ASSIGNED TASK:
From the listing below, pull out all lines with "clicks" in them.

---------- DATA EXTRACTS ----------

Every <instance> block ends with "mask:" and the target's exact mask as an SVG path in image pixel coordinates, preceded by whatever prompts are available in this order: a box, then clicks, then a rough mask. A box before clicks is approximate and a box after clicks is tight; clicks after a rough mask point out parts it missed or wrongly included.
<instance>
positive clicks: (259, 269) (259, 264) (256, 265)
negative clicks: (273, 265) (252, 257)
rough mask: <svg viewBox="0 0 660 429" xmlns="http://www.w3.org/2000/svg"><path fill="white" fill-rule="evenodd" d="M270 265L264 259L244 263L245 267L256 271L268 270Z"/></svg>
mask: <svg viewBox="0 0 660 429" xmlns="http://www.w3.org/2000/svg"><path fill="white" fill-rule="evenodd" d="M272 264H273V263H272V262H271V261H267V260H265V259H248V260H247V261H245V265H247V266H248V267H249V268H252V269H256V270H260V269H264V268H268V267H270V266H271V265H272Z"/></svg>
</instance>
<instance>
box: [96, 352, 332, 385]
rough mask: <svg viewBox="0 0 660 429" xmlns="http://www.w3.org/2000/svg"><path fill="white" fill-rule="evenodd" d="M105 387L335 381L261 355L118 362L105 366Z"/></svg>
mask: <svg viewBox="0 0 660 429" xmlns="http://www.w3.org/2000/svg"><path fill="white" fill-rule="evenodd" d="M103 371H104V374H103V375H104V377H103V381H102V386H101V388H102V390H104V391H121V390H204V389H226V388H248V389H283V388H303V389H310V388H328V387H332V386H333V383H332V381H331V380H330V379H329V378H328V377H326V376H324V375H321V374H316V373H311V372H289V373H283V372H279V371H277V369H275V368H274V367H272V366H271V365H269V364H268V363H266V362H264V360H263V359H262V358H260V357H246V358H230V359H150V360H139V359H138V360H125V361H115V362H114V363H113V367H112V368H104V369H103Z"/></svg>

----------

TASK RESULT:
Every <instance> block ends with "mask:" and the target's exact mask as an SVG path in image pixel coordinates, preceded by whatever prompts are available in this order: a box, then clicks, then a rough mask. A box before clicks is approximate and a box after clicks is tight; clicks after a rough mask point out parts it missed or wrongly included.
positive clicks: (259, 269) (259, 264) (256, 265)
negative clicks: (273, 265) (252, 257)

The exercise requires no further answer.